=== Given records ===
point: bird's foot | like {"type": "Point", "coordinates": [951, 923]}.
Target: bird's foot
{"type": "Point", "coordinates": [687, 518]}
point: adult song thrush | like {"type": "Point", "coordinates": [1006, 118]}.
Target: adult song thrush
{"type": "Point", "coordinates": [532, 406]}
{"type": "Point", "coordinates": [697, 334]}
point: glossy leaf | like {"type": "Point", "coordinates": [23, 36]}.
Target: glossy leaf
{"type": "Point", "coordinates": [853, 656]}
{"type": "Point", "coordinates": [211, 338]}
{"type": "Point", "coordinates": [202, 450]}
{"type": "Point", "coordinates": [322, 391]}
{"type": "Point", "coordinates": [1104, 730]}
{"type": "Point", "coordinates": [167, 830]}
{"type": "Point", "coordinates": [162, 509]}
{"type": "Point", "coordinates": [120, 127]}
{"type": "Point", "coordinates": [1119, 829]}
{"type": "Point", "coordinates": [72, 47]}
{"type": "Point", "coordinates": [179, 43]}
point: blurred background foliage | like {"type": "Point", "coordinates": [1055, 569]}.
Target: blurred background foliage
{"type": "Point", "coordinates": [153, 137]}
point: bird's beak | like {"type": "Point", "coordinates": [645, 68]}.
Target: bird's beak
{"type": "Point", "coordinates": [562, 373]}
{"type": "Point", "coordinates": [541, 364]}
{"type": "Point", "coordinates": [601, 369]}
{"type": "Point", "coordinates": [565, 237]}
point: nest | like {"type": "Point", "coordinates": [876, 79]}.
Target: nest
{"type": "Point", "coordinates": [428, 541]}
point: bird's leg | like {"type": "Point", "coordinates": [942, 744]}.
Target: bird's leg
===
## [Work order]
Your answer should consist of every entry, repeated exactly.

## [Output for this task]
point: bird's foot | like {"type": "Point", "coordinates": [951, 923]}.
Target: bird's foot
{"type": "Point", "coordinates": [687, 518]}
point: adult song thrush | like {"type": "Point", "coordinates": [1006, 118]}.
Target: adult song thrush
{"type": "Point", "coordinates": [532, 406]}
{"type": "Point", "coordinates": [697, 334]}
point: glossy leaf | like {"type": "Point", "coordinates": [23, 36]}.
Target: glossy leaf
{"type": "Point", "coordinates": [853, 656]}
{"type": "Point", "coordinates": [211, 338]}
{"type": "Point", "coordinates": [202, 450]}
{"type": "Point", "coordinates": [322, 391]}
{"type": "Point", "coordinates": [1104, 730]}
{"type": "Point", "coordinates": [167, 830]}
{"type": "Point", "coordinates": [162, 509]}
{"type": "Point", "coordinates": [120, 127]}
{"type": "Point", "coordinates": [1119, 829]}
{"type": "Point", "coordinates": [72, 47]}
{"type": "Point", "coordinates": [179, 43]}
point: blurred background foliage | like {"type": "Point", "coordinates": [1055, 569]}.
Target: blurred background foliage
{"type": "Point", "coordinates": [153, 137]}
point: bird's beak | like {"type": "Point", "coordinates": [645, 68]}.
Target: bird's beak
{"type": "Point", "coordinates": [562, 373]}
{"type": "Point", "coordinates": [541, 364]}
{"type": "Point", "coordinates": [601, 369]}
{"type": "Point", "coordinates": [565, 237]}
point: nest | like {"type": "Point", "coordinates": [876, 79]}.
Target: nest
{"type": "Point", "coordinates": [428, 541]}
point: bird's leg | like {"type": "Point", "coordinates": [942, 744]}.
Target: bird's leg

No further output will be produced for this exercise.